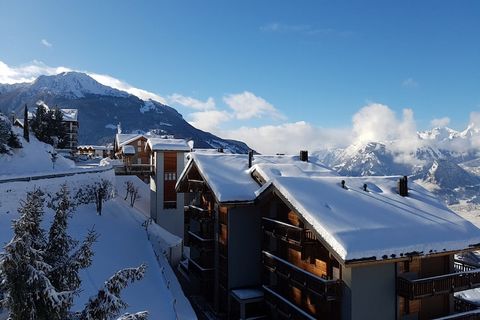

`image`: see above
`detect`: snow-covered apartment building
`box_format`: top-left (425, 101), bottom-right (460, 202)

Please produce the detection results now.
top-left (166, 151), bottom-right (480, 320)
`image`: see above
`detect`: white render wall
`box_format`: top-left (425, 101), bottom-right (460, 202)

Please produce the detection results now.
top-left (150, 151), bottom-right (185, 239)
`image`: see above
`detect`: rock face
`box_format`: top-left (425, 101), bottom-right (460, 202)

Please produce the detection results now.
top-left (0, 72), bottom-right (250, 152)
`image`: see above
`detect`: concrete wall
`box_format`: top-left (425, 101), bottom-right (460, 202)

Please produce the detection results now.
top-left (150, 151), bottom-right (185, 239)
top-left (227, 206), bottom-right (262, 289)
top-left (342, 263), bottom-right (396, 320)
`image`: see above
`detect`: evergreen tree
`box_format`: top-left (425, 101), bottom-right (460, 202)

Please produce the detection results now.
top-left (7, 130), bottom-right (22, 149)
top-left (0, 189), bottom-right (72, 320)
top-left (80, 264), bottom-right (147, 320)
top-left (116, 312), bottom-right (149, 320)
top-left (0, 114), bottom-right (10, 153)
top-left (23, 104), bottom-right (29, 142)
top-left (51, 108), bottom-right (67, 148)
top-left (31, 104), bottom-right (50, 144)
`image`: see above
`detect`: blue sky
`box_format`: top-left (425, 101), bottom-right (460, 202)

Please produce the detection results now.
top-left (1, 0), bottom-right (480, 152)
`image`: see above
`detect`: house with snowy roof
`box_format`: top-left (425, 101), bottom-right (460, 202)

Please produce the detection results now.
top-left (175, 150), bottom-right (480, 320)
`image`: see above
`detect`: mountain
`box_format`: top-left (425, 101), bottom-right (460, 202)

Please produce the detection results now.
top-left (316, 127), bottom-right (480, 205)
top-left (0, 72), bottom-right (250, 152)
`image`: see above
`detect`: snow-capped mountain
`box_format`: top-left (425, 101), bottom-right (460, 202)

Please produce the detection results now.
top-left (316, 127), bottom-right (480, 205)
top-left (0, 72), bottom-right (250, 152)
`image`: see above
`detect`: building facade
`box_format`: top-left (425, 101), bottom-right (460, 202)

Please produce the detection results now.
top-left (176, 151), bottom-right (480, 320)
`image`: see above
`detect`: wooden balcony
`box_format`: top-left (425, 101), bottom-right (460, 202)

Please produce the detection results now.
top-left (263, 285), bottom-right (317, 320)
top-left (262, 251), bottom-right (342, 302)
top-left (262, 217), bottom-right (316, 247)
top-left (188, 230), bottom-right (214, 250)
top-left (189, 205), bottom-right (213, 221)
top-left (397, 261), bottom-right (480, 300)
top-left (188, 257), bottom-right (214, 277)
top-left (114, 164), bottom-right (154, 175)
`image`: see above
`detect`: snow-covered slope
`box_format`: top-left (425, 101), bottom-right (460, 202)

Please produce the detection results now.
top-left (0, 171), bottom-right (196, 319)
top-left (0, 127), bottom-right (75, 178)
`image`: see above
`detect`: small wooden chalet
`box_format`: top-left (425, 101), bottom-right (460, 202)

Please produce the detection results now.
top-left (176, 151), bottom-right (480, 320)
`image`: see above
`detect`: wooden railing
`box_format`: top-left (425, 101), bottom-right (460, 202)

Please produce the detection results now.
top-left (397, 269), bottom-right (480, 300)
top-left (114, 164), bottom-right (154, 175)
top-left (454, 259), bottom-right (480, 272)
top-left (262, 251), bottom-right (342, 301)
top-left (262, 217), bottom-right (316, 247)
top-left (454, 296), bottom-right (479, 313)
top-left (263, 285), bottom-right (316, 320)
top-left (189, 205), bottom-right (213, 221)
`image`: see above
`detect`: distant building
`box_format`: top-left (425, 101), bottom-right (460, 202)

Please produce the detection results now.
top-left (176, 151), bottom-right (480, 319)
top-left (77, 145), bottom-right (113, 158)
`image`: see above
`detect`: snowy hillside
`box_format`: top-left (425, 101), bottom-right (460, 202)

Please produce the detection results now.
top-left (0, 127), bottom-right (75, 178)
top-left (0, 171), bottom-right (196, 319)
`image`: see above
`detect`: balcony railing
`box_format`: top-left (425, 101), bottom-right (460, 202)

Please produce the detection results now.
top-left (188, 230), bottom-right (214, 248)
top-left (188, 257), bottom-right (214, 277)
top-left (189, 205), bottom-right (213, 221)
top-left (114, 164), bottom-right (154, 175)
top-left (397, 268), bottom-right (480, 300)
top-left (262, 217), bottom-right (316, 247)
top-left (454, 259), bottom-right (480, 272)
top-left (263, 285), bottom-right (316, 320)
top-left (262, 251), bottom-right (342, 302)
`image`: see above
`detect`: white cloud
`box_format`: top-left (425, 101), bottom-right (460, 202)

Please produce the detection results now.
top-left (0, 60), bottom-right (70, 84)
top-left (188, 110), bottom-right (232, 133)
top-left (41, 39), bottom-right (52, 48)
top-left (430, 117), bottom-right (451, 127)
top-left (223, 91), bottom-right (285, 120)
top-left (260, 23), bottom-right (353, 37)
top-left (221, 121), bottom-right (351, 154)
top-left (402, 78), bottom-right (419, 88)
top-left (167, 93), bottom-right (215, 111)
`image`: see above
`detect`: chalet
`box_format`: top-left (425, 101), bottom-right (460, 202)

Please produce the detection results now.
top-left (175, 151), bottom-right (480, 320)
top-left (113, 132), bottom-right (153, 181)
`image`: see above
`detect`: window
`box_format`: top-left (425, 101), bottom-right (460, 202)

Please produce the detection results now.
top-left (164, 172), bottom-right (176, 181)
top-left (137, 158), bottom-right (142, 164)
top-left (137, 146), bottom-right (142, 152)
top-left (137, 140), bottom-right (142, 146)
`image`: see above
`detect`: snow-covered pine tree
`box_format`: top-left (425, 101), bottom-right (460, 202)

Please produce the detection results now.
top-left (43, 185), bottom-right (98, 320)
top-left (0, 189), bottom-right (73, 320)
top-left (80, 264), bottom-right (147, 320)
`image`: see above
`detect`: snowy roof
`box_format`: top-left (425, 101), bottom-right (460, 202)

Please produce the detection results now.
top-left (146, 138), bottom-right (190, 152)
top-left (262, 176), bottom-right (480, 262)
top-left (116, 134), bottom-right (145, 147)
top-left (122, 145), bottom-right (136, 155)
top-left (61, 108), bottom-right (78, 122)
top-left (77, 145), bottom-right (112, 150)
top-left (177, 152), bottom-right (335, 203)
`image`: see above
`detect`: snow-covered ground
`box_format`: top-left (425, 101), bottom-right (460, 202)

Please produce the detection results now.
top-left (0, 171), bottom-right (195, 319)
top-left (0, 128), bottom-right (78, 179)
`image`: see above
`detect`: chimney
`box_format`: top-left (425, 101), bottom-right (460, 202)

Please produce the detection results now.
top-left (300, 150), bottom-right (308, 162)
top-left (248, 150), bottom-right (254, 168)
top-left (11, 111), bottom-right (15, 124)
top-left (117, 122), bottom-right (122, 134)
top-left (217, 148), bottom-right (224, 153)
top-left (363, 183), bottom-right (368, 192)
top-left (341, 180), bottom-right (346, 189)
top-left (398, 176), bottom-right (408, 196)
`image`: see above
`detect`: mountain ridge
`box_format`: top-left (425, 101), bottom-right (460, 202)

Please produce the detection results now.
top-left (0, 72), bottom-right (250, 153)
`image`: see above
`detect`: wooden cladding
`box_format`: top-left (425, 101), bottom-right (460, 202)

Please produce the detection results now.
top-left (163, 152), bottom-right (177, 208)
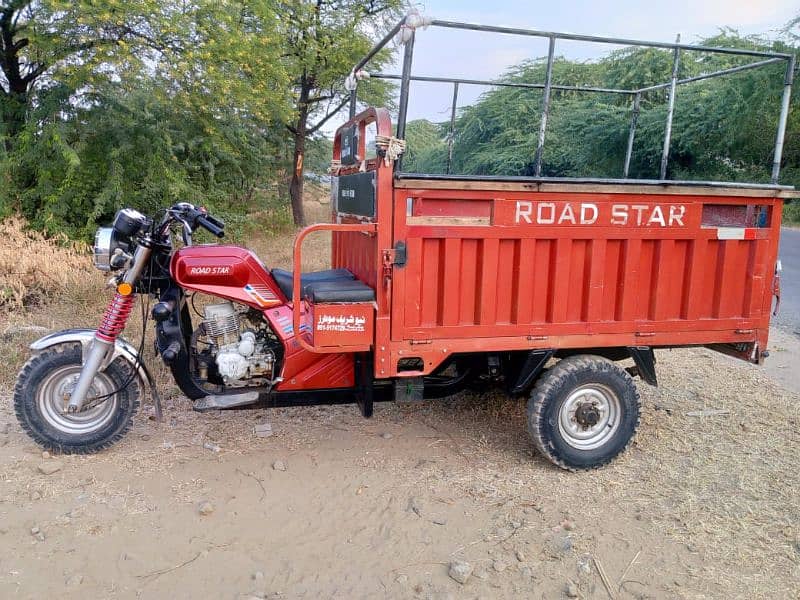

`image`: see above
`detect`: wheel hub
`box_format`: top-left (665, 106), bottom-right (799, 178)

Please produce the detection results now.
top-left (61, 375), bottom-right (80, 409)
top-left (575, 402), bottom-right (601, 427)
top-left (558, 384), bottom-right (622, 450)
top-left (37, 366), bottom-right (118, 435)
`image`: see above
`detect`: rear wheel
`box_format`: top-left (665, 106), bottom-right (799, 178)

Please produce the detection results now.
top-left (14, 345), bottom-right (140, 454)
top-left (527, 355), bottom-right (640, 470)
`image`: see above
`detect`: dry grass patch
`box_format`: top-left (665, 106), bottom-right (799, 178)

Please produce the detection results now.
top-left (0, 216), bottom-right (99, 312)
top-left (246, 196), bottom-right (332, 271)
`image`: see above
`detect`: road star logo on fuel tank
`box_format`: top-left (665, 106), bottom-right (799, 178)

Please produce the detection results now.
top-left (189, 266), bottom-right (231, 275)
top-left (513, 201), bottom-right (687, 227)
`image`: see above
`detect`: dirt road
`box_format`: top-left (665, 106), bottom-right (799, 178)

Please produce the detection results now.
top-left (1, 334), bottom-right (798, 600)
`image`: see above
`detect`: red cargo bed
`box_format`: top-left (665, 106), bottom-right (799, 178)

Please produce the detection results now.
top-left (311, 108), bottom-right (790, 379)
top-left (289, 15), bottom-right (798, 469)
top-left (385, 177), bottom-right (786, 375)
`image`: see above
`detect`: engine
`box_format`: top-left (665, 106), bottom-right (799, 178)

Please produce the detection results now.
top-left (198, 302), bottom-right (278, 387)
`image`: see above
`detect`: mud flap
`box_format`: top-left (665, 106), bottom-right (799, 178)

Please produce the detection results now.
top-left (627, 346), bottom-right (657, 386)
top-left (509, 349), bottom-right (556, 395)
top-left (354, 353), bottom-right (374, 417)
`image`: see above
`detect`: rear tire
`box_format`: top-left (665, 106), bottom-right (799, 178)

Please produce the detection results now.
top-left (14, 344), bottom-right (140, 454)
top-left (527, 355), bottom-right (640, 471)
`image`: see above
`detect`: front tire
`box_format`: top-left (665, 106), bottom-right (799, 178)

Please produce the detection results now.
top-left (527, 355), bottom-right (640, 471)
top-left (14, 344), bottom-right (140, 454)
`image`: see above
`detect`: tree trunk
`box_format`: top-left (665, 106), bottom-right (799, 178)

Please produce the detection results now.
top-left (288, 75), bottom-right (311, 228)
top-left (288, 116), bottom-right (307, 227)
top-left (2, 90), bottom-right (28, 153)
top-left (1, 7), bottom-right (32, 154)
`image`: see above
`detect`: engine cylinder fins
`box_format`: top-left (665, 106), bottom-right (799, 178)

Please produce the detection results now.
top-left (203, 302), bottom-right (241, 346)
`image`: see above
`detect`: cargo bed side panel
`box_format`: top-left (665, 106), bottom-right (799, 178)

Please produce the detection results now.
top-left (390, 187), bottom-right (781, 369)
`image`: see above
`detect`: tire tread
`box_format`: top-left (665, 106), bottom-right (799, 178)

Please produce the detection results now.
top-left (13, 344), bottom-right (140, 454)
top-left (527, 354), bottom-right (641, 471)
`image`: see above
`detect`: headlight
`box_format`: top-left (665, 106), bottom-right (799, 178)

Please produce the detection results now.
top-left (93, 227), bottom-right (114, 271)
top-left (92, 209), bottom-right (148, 272)
top-left (113, 208), bottom-right (147, 236)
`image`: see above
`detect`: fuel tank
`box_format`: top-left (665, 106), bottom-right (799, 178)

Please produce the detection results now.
top-left (171, 245), bottom-right (284, 308)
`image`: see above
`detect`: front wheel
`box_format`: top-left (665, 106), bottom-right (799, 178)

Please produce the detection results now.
top-left (527, 355), bottom-right (641, 471)
top-left (14, 344), bottom-right (140, 454)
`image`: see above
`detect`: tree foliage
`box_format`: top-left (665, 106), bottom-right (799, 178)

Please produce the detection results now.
top-left (2, 3), bottom-right (800, 236)
top-left (278, 0), bottom-right (402, 225)
top-left (1, 0), bottom-right (291, 237)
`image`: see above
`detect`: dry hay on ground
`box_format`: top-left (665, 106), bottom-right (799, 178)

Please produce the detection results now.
top-left (0, 217), bottom-right (97, 312)
top-left (0, 344), bottom-right (797, 598)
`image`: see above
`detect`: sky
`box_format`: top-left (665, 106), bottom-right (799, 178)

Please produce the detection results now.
top-left (325, 0), bottom-right (798, 134)
top-left (423, 0), bottom-right (797, 41)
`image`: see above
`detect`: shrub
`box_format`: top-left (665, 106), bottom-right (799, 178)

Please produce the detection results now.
top-left (784, 199), bottom-right (800, 225)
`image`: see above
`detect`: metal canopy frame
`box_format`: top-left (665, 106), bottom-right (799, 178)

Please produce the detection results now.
top-left (347, 17), bottom-right (795, 186)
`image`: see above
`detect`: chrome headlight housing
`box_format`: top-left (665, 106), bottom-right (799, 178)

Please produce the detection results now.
top-left (93, 227), bottom-right (115, 271)
top-left (92, 209), bottom-right (148, 272)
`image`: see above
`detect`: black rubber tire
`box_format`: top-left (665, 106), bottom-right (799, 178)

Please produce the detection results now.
top-left (527, 354), bottom-right (640, 471)
top-left (14, 344), bottom-right (140, 454)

■ ■ ■ ■ ■ ■ ■

ACTIVITY - Your answer should hold every line of the entries that contains the string "white".

TASK RESULT -
`detect`: white render wall
`detect`: white cloud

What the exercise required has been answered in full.